§ **What the task requires**: Resume the passage below on the plague in medieval Europe, carrying it on from its last sentence.

The year was 1347 CE when the menace first entered the population. It crept in silently with the rats and no one was aware of the danger it presented. But they would soon find out.
The disease incubated for a few months before it hit hard in the spring of 1348. By the time the first wave of the epidemic decreased three years later, it is estimated that 25 to 50 percent of the population of Europe had fallen.
Wave after wave of plague rolled through Europe for 400 years. It usually slowed down in the winter due to the cold weather killing off fleas but revived during the warmer weather in the spring and summer, becoming the worst natural disaster pandemic to hit the world during recorded history.
There were three types of plague: septicemic, bubonic and pneumonic. The rats were immune to the disease but they carried the bacteria in their blood. Fleas fed on rat blood and became infected with the bacteria which multiplied rapidly in their gut. When an infected flea bit a human, it regurgitated the rat blood into the human’s bite wound.
The bubonic and septicemic variations of the disease were caused by direct contact with the flea. However the pneumonic version spread by airborne droplets as a person sneezed or coughed. Once in the lungs, the bacteria actually liquified the lung tissue and the person literally coughed up his own lungs over the next few days. Once an infected person sneezed on his caregiver, his child, his mother or someone else, they both knew they would die within a matter of days.
The Black Death
The bubonic variation was the most common form of the plague that appeared. It caused the lymph glands in the arm pits, groin and neck to swell painfully and these enlargements were called buboes. Often large black and purple areas appeared on the skin which gave this form the name, “Black Death.” Those infected suffered from headaches, nausea and vomiting, body aches and fevers spiking as high as 105 degrees. The symptoms appeared in one to seven days after exposure to the bacteria.
The prognosis for bubonic plague during the Dark Ages was a mortality rate of 30 to 75 percent. For the pneumonic plague form, the mortality rate was 90 to 95 percent. The septicemic variation of the plague was the most lethal with a mortality rate of 100 percent. Even today when this form of plague appears in some third world countries, there is no cure and death is almost certain. In some European cities, almost 800 people a day died from the plague.
Ring Around The Rosy
This nursery rhyme referred to rosary beads used to say “Hail Mary’s” for heavenly help. Many people carried a pocket full of posies or flowers to hide the odor of decomposing bodies. At one point, doctors thought the stench was causing and spreading the disease.

§ **Provided material**:
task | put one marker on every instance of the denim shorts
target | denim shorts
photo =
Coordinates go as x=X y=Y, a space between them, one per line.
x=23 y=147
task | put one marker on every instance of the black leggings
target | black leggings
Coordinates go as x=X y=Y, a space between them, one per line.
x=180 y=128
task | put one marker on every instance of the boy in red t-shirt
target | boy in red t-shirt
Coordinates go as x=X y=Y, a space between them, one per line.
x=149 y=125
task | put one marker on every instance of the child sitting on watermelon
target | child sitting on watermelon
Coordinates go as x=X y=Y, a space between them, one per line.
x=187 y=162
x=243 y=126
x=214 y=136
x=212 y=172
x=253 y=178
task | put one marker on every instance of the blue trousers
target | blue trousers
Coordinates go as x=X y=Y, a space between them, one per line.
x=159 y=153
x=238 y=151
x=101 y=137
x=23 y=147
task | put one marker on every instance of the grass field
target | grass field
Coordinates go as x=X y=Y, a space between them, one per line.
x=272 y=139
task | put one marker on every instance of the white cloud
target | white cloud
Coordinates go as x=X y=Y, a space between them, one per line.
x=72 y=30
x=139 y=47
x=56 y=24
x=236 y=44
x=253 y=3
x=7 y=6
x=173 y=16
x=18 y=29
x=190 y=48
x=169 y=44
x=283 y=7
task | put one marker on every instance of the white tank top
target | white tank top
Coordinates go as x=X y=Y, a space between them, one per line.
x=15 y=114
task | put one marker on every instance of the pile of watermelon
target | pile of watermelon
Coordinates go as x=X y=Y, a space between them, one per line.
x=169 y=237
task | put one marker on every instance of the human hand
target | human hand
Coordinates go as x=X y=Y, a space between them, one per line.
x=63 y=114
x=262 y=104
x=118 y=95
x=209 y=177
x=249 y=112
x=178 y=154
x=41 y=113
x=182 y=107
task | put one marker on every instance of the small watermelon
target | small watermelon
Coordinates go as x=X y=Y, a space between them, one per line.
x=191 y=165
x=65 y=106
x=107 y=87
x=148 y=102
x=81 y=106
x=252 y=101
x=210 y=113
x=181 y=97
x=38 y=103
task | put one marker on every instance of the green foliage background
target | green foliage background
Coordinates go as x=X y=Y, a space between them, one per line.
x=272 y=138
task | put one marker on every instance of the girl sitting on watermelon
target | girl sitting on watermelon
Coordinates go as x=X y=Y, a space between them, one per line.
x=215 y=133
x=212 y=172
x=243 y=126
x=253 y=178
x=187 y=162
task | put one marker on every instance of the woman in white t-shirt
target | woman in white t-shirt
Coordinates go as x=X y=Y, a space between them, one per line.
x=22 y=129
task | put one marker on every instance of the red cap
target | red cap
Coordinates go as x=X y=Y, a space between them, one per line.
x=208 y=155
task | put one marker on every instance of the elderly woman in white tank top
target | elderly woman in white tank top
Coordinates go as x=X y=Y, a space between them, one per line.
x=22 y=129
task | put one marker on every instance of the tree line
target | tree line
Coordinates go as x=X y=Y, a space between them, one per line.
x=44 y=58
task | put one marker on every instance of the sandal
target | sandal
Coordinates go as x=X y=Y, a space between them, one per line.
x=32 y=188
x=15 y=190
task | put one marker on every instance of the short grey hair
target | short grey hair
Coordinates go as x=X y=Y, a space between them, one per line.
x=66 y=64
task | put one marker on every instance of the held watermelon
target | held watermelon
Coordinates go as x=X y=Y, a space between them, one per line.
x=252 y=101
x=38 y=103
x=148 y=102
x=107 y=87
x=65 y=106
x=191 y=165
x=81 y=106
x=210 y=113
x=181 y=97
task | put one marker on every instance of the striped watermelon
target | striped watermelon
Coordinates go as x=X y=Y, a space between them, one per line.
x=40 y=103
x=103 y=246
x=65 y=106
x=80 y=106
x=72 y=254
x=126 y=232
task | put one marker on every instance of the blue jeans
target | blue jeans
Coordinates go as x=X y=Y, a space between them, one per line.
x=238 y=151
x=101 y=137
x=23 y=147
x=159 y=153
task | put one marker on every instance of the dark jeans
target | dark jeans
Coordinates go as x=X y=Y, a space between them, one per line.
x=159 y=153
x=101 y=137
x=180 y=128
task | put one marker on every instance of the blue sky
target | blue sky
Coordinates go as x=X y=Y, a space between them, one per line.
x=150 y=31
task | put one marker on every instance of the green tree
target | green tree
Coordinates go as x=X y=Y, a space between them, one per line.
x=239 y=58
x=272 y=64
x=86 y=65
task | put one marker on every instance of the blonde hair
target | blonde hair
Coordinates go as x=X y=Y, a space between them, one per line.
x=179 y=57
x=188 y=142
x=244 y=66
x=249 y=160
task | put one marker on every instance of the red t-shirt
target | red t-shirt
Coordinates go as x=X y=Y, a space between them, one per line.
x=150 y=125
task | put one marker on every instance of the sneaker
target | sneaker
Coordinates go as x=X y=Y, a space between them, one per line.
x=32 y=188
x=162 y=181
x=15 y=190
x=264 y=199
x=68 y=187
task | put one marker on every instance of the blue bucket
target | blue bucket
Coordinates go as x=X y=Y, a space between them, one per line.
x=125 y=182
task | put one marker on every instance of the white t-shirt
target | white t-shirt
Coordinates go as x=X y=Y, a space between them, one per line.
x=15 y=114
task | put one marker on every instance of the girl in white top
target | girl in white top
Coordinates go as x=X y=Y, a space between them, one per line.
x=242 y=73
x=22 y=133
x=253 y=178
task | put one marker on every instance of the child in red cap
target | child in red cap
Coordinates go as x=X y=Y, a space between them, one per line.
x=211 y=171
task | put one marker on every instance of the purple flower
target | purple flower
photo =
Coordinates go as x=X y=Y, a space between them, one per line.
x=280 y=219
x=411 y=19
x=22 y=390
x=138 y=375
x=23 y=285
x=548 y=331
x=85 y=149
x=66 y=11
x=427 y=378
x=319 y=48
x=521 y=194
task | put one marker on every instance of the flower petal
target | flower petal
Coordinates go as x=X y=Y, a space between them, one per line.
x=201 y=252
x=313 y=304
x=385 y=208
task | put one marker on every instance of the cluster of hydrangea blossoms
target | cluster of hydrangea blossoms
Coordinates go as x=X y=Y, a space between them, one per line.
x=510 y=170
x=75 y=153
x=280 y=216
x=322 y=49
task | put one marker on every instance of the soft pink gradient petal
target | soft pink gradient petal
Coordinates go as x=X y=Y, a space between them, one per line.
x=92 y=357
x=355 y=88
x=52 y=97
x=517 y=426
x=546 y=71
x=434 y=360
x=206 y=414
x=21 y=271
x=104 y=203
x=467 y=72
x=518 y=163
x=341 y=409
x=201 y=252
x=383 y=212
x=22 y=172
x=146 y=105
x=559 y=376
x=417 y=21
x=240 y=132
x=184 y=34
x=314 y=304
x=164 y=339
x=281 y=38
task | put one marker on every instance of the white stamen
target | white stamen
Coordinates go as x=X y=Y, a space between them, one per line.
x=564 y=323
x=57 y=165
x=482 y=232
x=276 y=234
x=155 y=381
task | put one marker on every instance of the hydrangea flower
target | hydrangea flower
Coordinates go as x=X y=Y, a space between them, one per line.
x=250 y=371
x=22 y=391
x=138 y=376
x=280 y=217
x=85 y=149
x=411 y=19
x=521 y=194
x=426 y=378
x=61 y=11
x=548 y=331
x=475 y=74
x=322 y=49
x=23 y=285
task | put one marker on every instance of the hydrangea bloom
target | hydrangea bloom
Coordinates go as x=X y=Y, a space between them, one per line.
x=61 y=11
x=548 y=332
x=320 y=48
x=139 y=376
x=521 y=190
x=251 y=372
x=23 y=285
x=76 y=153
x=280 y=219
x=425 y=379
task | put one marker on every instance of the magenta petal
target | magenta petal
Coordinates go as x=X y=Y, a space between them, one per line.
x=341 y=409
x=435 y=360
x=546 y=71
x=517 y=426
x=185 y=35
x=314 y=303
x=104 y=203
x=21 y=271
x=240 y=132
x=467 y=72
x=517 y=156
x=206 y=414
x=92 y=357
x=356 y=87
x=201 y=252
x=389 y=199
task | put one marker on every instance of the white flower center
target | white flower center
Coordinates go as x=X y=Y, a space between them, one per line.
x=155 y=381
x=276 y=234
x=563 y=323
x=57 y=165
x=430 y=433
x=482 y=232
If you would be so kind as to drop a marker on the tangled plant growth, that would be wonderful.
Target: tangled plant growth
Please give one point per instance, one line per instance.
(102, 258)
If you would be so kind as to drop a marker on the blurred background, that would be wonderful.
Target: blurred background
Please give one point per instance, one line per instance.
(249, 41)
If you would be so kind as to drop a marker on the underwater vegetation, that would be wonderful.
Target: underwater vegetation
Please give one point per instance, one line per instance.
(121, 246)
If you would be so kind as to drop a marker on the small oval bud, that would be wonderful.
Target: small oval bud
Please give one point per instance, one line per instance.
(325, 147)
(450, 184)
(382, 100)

§ **Exercise result**:
A Mass Burial Site
There was no knowledge among either the common or the educated people about the causes of the disease. They flailed about looking for scapegoats–people who might be witches or vampires who could use occult or esoteric knowledge to spread the plague and pestilence across the countryside.
Five hundred years ago, very few people lived past their 40’s, and most people believed that any aged person must be prolonging their life through witchcraft or satanism. So when researchers recently dug up a mass grave in Venice dating back to the 16th century, they expected to find the plague victims piled up as the workers threw their bodies randomly into the pit. So many people died every day from the Black Death that there was no time to individually bury each individual. The bodies were generally carted in and dumped into the open trenches.
However researchers were astonished to find one female skeleton of about 60 years of age in with the rest. Evidently the diggers did allot some special attention to this old lady. They inserted a large brick into her mouth evidently because she might have been a vampire.
The usual practice for disposing of vampire remains was to tie the jaws to the head in such a manner that the deceased could not open the mouth to chew through the ropes and the soil in order to escape from their graves. Sometimes they also drove a stake through the heart in order to nail the corpse to the ground.
Recently archaeologists have also examined some vampire burials in central Europe and found that the skulls had large rocks shoved into their mouths to prevent opening them. Rocks and boulders might also be piled on the bodies and on the graves to keep the inhabitants in place.
The vampire myth proves to be a very deadly legend indeed.